**Textabschnitt**
---------------
PUSH ist 20 Jahre alt. Heute stellen nicht zuletzt Entwicklungen wie Klimawandel und fehlende soziale Nachhaltigkeit ganz neue Anforderungen an die Wissenschaftskommunikation. Wie politisch kann und darf sie sein? Hannes Schlender sprach darüber mit Gregor Hagedorn, Josef Zens und Antje Boetius.

Kennen Sie das Buch „Factfulness“ von Hans Rosling? Nein? Dann ist das Bild, das Sie von Ihrem eigenen Wissen über die Welt haben, vielleicht noch ungetrübt. In „Factfulness“ rechnen Rosling und sein Autorenteam freundlich aber erbarmungslos mit dem verbreiteten Bildungsstand zum Zustand der Welt ab. Dieser basiert in weiten Teilen auf dem Wissen, das vor 30, 40 oder sogar 50 Jahren in Schulen und an Universitäten gelehrt wurde.
---------------
**Datenteil**
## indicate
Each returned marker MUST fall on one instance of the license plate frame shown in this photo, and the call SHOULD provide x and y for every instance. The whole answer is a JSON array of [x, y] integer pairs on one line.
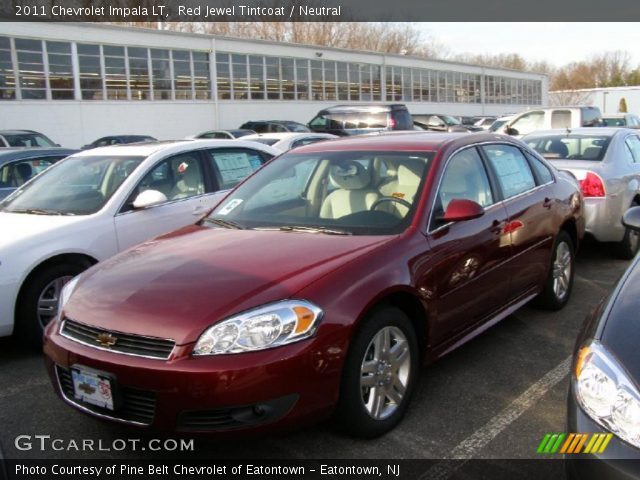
[[94, 387]]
---------------
Gib den Textabschnitt zur Wissenschaftskommunikation oben vollständig und wortgetreu wieder.

PUSH ist 20 Jahre alt. Heute stellen nicht zuletzt Entwicklungen wie Klimawandel und fehlende soziale Nachhaltigkeit ganz neue Anforderungen an die Wissenschaftskommunikation. Wie politisch kann und darf sie sein? Hannes Schlender sprach darüber mit Gregor Hagedorn, Josef Zens und Antje Boetius.

Kennen Sie das Buch „Factfulness“ von Hans Rosling? Nein? Dann ist das Bild, das Sie von Ihrem eigenen Wissen über die Welt haben, vielleicht noch ungetrübt. In „Factfulness“ rechnen Rosling und sein Autorenteam freundlich aber erbarmungslos mit dem verbreiteten Bildungsstand zum Zustand der Welt ab. Dieser basiert in weiten Teilen auf dem Wissen, das vor 30, 40 oder sogar 50 Jahren in Schulen und an Universitäten gelehrt wurde.